Extracted records:

········

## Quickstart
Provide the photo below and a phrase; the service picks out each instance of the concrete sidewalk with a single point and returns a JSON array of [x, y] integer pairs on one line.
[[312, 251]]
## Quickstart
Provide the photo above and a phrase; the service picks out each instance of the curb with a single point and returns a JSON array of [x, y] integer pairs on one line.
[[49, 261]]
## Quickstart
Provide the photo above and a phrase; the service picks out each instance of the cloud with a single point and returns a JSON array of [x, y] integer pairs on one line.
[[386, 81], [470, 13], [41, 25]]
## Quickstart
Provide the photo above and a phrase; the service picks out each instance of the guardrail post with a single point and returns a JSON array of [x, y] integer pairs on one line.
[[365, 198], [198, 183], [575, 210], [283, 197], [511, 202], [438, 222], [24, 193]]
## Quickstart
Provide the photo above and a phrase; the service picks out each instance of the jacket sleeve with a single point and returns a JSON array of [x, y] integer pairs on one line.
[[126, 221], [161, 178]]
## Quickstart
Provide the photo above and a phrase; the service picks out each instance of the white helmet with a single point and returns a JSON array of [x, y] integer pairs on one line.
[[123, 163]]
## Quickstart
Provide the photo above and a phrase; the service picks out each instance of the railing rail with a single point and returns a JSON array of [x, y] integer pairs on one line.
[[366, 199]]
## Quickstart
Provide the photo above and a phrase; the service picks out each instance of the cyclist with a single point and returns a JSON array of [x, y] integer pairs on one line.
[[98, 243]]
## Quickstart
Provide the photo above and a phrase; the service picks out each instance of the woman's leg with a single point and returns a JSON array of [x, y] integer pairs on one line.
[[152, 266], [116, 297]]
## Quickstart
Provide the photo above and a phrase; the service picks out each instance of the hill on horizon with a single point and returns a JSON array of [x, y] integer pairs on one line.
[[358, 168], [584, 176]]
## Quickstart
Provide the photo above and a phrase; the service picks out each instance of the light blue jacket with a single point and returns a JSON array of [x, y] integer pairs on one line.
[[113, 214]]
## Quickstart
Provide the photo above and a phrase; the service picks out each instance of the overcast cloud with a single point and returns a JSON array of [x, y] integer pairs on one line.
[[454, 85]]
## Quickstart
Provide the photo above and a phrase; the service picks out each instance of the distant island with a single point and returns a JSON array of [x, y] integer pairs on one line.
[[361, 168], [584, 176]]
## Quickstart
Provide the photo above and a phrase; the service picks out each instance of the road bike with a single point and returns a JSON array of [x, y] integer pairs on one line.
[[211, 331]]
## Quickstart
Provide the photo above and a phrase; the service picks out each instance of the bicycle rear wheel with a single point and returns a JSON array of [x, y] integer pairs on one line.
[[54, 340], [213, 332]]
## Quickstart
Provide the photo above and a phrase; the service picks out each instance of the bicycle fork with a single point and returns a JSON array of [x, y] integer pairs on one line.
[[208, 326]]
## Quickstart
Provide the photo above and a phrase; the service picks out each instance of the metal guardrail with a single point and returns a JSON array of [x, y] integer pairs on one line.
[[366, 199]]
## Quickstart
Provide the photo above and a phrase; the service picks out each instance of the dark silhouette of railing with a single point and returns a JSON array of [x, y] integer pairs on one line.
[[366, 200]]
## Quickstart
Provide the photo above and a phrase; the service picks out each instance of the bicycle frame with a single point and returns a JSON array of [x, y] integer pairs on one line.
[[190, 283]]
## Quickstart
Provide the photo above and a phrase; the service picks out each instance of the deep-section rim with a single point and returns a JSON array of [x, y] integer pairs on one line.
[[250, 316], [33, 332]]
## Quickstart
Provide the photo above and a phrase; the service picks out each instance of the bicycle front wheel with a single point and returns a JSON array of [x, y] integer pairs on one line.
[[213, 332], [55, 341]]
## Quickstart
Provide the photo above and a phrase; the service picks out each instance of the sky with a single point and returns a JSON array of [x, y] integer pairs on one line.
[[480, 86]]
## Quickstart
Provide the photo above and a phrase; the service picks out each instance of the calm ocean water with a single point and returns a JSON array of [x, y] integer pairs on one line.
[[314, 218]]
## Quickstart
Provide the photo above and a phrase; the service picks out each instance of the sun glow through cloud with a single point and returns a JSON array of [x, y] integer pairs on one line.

········

GIVEN TASK
Reproduce all of the material above word for word, from the first line through the last.

FINAL RESULT
## Quickstart
Provide the photo below and a phrase; the service picks out each instance of the concrete sidewalk with a single point and returns a JSON array of [x, y] integer pairs on one line.
[[312, 251]]
## Quickstart
Provide the photo above and a phrase; the service picks out each instance of the curb with a single point and returns a JSON array of [x, y] integer pairs on one line.
[[49, 261]]
## Quickstart
Provide the photo above and a phrase; the service picks out each instance of the cloud with a single point and returns a JSON array of [x, y] integer pairs on one line.
[[386, 81], [470, 13], [41, 25]]
## Quickstart
Provide the photo above and a phrase; the service picks out each instance of the guardrail post with a single point and returns a JSON array of [x, y] integer pairs on one line.
[[365, 198], [198, 183], [575, 210], [283, 197], [511, 202], [438, 222], [24, 193]]
## Quickstart
Provide the photo above and a phrase; the service picks out each instance of the jacket sleeve with a single point and returns a JSON array of [x, y] integer pairs on one line.
[[126, 221], [161, 178]]
## Quickstart
Provide the photo above and a phrase; the service picks out each instance of the white helmet with a single point and returns a JSON array of [x, y] integer pairs on one line.
[[123, 163]]
## Quickstart
Provide the photo above and a phrase; the service picks out each instance of the railing rail with a single point and returns a JSON array of [x, y] integer pairs on one line.
[[366, 199]]
## Quickstart
Provide the photo above and a phrase; the service picks out each instance of the cyclist with a single point and returns a JSON array of [x, y] integer pairs on one line.
[[98, 243]]
## Quickstart
Provide the photo above and a phrase; the service picks out each instance of the woman's leg with a single point and returns a JSON array of [x, y] integer pairs on one line.
[[152, 266], [116, 297]]
## Quickstart
Provide the photo above and a phrase; the service picks out each instance of the hill on horizon with a single point and returns a JSON array of [x, y] integer pairs on one line.
[[358, 168], [584, 176]]
## Quickstart
Provide the photo above and a phrase; the service picks out each instance of the light blue jacket with a single point and returns a JSON array of [x, y] integer pairs on one line.
[[113, 214]]
## Quickstart
Provide the photo above and a phrase; the service picks out each instance of the overcast cloud with a single point and returns a JSON array of [x, y] integer pairs on one line.
[[454, 85]]
## Quickstart
Provide the photo above and a phrase; the service picks out each instance of the distant island with a single point and returns a JSON array of [x, y] integer pairs on one line.
[[361, 168], [584, 176]]
## Quickstart
Provide the photo above and a phrase; the service picks out each instance of the road bike with a single point and returns a JSON array of [x, y] integer pairs on one line.
[[211, 331]]
## Quickstart
Provide the photo above and a phrase; the service picks out each instance of the bicycle rear wheel with a single point and returns a JSON array of [x, y] integer pairs on one line.
[[54, 340], [213, 332]]
## Quickstart
Provide the photo above and a phrase; the service picks out each instance of the bicycle fork with a single point and returns a JSON array of [x, y] integer pairs on one line.
[[208, 326]]
## Quickstart
Provide the photo above and a phrase; the service picks out each instance of the metal guardrail with a single point and returns a JSON array of [x, y] integer pairs on one line.
[[366, 199]]
## Quickstart
Provide the photo above and a phrase; the service picks out each instance of the dark silhouette of railing with a single point and returns a JSON array of [x, y] integer pairs on one line.
[[366, 200]]
## Quickstart
Provide the photo above and a phrase; the service picks out each instance of the bicycle frame with a single point and returns a JSON array of [x, y] integer pairs on one line.
[[190, 283]]
## Quickstart
Provide the photo above and a phrase; the service picks out each instance of the deep-section rim with a single point and returns a JSON array of [x, y] integer pairs on one line.
[[250, 316], [33, 332]]
## Quickstart
Provide the photo above and a phrase; the service picks out each instance of the bicycle front wheel with a single point and returns a JSON array of [x, y] integer pairs on one line.
[[213, 332], [55, 341]]
## Quickstart
Provide the photo above and a phrase; the service picks out each instance of the sky with a single point and returns a JSON array of [x, y] integer pairs on one line.
[[480, 86]]
## Quickstart
Provide the photo above and a phrase; the service picks out each instance of the calm ocean water with a single point and returns a JSON array of [x, y] integer pairs on one line.
[[314, 218]]
## Quickstart
Provide the photo above and a phrase; the service picks out each instance of the sun glow through cloud with a single point and returns a JSON array of [x, y] integer pairs on one line.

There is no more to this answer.